SET EXERCISE: Pull out every line from the rows below that contains the word "target", and copy each one unchanged.
— Begin —
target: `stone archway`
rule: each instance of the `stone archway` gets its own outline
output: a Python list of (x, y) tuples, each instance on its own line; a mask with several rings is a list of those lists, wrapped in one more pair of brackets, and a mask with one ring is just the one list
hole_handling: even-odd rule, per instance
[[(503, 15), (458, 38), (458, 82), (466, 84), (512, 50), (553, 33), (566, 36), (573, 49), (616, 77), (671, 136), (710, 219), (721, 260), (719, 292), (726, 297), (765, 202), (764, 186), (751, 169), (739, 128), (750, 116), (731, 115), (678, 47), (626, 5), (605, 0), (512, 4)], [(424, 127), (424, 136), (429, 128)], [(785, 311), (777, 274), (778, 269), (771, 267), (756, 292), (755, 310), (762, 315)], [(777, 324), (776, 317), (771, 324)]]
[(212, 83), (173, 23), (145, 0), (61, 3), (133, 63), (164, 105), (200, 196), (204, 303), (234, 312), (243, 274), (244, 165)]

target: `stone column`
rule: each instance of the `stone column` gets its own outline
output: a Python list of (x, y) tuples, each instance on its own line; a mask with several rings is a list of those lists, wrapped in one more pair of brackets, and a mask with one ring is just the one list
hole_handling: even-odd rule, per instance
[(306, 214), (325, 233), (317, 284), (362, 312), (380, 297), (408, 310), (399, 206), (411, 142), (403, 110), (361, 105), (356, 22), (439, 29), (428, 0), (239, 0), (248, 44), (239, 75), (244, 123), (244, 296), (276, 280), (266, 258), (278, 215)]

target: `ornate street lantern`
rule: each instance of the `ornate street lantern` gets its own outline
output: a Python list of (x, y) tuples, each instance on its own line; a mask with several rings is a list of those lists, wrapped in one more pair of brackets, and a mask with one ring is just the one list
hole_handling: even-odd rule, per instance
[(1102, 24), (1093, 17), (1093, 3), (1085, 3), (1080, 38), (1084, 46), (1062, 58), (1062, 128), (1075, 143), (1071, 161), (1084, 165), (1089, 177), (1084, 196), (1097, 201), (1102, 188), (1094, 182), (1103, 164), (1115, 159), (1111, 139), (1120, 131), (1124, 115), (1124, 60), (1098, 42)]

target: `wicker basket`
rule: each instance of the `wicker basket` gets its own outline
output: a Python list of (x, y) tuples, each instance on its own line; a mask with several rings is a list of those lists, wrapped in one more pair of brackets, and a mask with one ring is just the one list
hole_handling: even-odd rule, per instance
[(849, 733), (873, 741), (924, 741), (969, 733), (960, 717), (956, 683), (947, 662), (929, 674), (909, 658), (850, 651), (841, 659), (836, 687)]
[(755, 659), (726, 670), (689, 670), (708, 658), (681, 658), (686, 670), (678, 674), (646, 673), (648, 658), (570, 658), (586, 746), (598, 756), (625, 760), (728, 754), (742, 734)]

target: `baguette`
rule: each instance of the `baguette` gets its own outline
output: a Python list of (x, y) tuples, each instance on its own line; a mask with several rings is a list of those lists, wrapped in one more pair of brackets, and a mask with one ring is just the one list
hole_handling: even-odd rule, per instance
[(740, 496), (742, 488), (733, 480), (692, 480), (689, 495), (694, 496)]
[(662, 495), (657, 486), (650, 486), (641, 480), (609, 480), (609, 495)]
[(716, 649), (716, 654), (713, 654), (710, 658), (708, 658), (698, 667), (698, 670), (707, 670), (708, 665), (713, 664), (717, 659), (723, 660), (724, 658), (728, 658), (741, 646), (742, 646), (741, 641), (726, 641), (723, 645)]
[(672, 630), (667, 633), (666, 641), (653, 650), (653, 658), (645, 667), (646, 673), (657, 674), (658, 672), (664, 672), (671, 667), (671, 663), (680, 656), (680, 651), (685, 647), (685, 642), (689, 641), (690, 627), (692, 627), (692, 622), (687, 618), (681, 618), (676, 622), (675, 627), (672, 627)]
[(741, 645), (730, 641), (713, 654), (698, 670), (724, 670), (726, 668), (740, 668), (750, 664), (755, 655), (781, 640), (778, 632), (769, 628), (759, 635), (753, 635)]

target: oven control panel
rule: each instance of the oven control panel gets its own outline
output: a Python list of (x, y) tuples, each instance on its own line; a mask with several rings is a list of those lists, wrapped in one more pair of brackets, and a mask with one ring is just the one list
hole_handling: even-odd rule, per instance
— End —
EXPECTED ANSWER:
target: `stone archway`
target: `stone column`
target: `ornate street lantern`
target: `wicker basket`
target: `baguette`
target: oven control panel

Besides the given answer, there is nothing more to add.